[What this task involves]: Count the lines in the records below that contain the string "white" and reply with the number alone.

[Supplied records]:
## Start
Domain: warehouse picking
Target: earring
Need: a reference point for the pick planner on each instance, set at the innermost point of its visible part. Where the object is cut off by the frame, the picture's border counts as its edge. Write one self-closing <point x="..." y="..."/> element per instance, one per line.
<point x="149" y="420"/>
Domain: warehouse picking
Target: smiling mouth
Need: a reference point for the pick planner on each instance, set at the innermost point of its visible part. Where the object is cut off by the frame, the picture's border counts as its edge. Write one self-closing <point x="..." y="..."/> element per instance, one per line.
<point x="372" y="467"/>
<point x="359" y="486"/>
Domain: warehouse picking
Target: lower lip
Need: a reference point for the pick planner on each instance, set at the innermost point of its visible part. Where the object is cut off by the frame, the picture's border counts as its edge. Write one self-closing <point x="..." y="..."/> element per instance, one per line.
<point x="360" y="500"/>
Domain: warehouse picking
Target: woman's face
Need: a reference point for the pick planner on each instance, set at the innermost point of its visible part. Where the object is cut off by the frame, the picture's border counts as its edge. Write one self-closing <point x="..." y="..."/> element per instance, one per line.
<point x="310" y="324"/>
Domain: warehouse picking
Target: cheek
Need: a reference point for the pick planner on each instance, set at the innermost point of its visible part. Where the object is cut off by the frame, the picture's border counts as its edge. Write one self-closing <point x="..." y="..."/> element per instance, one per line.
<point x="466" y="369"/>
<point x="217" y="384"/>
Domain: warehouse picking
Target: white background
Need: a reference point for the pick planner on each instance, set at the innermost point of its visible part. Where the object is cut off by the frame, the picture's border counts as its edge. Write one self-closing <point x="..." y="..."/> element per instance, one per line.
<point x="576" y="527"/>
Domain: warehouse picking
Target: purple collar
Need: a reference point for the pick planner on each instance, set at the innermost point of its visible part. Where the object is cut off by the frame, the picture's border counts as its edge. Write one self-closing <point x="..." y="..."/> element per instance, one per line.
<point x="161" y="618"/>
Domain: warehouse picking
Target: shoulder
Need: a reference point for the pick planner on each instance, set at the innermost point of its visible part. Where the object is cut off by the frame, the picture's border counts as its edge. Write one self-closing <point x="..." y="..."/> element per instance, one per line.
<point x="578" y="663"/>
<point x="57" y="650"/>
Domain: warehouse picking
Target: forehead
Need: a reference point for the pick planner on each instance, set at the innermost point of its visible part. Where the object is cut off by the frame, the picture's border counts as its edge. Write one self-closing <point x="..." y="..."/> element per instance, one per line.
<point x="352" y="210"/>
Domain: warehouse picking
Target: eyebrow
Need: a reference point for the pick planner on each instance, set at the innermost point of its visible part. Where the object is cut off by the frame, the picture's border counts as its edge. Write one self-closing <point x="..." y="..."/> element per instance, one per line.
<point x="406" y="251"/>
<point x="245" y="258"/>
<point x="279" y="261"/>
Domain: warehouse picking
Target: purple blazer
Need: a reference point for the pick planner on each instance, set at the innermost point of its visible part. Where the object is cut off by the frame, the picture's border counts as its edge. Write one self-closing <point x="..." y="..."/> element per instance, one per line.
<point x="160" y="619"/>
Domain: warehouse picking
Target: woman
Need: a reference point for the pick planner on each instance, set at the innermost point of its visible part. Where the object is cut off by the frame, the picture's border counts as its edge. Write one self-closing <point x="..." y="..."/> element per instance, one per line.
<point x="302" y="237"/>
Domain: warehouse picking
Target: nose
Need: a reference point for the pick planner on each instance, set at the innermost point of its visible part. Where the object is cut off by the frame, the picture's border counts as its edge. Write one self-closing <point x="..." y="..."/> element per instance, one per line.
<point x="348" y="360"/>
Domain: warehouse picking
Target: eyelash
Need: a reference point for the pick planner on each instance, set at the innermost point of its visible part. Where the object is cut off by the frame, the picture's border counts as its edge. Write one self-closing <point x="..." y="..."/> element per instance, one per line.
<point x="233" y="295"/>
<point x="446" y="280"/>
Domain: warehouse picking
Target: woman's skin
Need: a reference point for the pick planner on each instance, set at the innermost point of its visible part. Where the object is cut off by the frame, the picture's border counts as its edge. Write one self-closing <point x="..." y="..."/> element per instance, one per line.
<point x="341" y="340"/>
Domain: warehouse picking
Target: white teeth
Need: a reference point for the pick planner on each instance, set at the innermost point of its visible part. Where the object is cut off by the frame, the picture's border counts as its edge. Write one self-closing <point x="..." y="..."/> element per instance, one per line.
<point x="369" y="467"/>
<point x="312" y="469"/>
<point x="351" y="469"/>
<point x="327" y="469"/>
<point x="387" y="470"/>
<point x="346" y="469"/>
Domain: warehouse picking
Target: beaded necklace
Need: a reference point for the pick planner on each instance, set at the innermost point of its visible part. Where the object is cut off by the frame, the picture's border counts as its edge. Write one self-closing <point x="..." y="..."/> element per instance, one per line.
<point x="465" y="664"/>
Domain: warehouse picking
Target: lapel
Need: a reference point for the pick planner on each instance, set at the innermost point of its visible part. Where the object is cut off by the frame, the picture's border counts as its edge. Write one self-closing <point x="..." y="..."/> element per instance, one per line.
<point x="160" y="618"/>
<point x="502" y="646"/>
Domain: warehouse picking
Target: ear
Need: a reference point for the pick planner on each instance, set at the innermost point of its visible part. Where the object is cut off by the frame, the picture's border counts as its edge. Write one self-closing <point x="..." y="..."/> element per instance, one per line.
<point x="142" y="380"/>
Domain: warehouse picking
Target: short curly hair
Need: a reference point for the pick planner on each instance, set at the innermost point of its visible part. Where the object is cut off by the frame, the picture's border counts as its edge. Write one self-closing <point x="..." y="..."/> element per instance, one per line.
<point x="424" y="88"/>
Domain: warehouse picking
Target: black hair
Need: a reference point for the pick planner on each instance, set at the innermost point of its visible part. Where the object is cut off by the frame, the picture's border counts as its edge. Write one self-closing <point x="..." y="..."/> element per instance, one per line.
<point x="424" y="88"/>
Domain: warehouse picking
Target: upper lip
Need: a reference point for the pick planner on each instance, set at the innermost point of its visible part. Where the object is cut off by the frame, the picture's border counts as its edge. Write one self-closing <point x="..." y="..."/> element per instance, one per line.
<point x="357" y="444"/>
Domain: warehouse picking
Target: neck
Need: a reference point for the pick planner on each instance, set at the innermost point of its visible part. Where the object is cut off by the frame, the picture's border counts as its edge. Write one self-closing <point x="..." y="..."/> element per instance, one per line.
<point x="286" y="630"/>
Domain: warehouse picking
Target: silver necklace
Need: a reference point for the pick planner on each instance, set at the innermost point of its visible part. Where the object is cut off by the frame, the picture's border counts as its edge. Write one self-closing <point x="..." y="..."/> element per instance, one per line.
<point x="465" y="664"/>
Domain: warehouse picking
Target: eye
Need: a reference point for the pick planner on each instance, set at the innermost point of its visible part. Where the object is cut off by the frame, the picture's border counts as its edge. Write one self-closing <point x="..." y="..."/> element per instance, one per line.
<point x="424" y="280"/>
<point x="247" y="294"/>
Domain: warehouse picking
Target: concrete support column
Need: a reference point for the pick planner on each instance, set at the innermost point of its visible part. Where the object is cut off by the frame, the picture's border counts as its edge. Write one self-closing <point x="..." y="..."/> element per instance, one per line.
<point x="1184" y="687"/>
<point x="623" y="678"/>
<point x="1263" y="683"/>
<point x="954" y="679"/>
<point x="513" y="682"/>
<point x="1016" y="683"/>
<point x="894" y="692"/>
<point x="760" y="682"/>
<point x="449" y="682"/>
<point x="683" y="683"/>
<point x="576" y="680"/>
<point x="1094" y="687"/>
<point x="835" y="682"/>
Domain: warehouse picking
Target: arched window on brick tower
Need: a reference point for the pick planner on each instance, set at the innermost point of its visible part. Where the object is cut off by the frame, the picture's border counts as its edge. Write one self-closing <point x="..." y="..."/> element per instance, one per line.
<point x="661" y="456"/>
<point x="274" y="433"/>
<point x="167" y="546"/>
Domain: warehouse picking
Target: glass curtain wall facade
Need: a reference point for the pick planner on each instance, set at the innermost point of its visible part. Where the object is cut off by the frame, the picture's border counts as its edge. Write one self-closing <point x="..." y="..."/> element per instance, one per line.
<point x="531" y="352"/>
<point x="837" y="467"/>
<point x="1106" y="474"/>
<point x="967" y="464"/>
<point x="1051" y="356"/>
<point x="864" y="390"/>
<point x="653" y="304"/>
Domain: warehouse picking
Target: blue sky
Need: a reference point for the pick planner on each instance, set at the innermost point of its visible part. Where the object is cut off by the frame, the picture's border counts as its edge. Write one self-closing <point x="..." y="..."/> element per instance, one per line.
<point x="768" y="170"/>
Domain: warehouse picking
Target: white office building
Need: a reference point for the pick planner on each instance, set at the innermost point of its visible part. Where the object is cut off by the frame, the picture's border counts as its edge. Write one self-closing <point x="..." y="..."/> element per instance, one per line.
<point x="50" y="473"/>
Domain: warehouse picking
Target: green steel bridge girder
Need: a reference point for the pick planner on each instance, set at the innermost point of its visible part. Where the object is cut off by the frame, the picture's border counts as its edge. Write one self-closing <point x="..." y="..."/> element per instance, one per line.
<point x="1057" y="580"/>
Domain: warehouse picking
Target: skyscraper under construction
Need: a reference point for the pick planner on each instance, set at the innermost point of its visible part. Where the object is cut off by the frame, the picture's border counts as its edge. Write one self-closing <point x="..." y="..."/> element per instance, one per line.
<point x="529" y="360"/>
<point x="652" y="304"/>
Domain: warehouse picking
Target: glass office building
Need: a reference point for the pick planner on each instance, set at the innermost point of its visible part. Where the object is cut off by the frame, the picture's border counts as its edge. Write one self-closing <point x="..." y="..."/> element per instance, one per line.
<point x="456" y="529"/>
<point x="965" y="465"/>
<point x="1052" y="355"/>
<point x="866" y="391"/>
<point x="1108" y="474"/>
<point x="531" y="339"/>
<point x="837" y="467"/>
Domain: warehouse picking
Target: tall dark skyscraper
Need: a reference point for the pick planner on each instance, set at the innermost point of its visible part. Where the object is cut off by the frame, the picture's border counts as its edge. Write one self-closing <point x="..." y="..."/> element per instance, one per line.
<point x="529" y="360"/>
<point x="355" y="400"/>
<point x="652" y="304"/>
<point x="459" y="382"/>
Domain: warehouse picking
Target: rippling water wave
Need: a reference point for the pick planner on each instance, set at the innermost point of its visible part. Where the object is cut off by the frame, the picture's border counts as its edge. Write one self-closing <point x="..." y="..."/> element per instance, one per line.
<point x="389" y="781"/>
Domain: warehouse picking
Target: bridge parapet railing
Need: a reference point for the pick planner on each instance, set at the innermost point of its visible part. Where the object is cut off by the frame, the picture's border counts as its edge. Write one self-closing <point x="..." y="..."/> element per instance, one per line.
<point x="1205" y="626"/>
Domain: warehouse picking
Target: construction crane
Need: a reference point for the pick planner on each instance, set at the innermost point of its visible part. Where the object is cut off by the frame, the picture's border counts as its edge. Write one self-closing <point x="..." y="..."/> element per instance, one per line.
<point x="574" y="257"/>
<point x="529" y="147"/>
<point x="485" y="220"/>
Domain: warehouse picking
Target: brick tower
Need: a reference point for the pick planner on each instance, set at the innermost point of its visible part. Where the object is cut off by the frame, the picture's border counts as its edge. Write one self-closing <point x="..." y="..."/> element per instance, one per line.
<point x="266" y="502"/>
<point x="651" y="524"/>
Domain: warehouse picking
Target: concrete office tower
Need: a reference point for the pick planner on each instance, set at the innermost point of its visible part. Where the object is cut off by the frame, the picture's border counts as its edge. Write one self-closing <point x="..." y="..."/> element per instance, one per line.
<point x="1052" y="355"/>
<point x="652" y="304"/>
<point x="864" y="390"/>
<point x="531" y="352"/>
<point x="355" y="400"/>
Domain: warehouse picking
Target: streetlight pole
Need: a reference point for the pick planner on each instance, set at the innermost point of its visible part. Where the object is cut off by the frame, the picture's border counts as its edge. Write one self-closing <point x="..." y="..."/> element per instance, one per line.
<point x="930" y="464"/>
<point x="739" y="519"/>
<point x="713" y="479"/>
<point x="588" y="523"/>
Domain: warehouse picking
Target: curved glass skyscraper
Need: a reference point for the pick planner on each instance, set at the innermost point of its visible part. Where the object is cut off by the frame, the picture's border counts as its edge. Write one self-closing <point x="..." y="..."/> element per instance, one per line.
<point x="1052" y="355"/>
## End
[Answer to the problem]: 3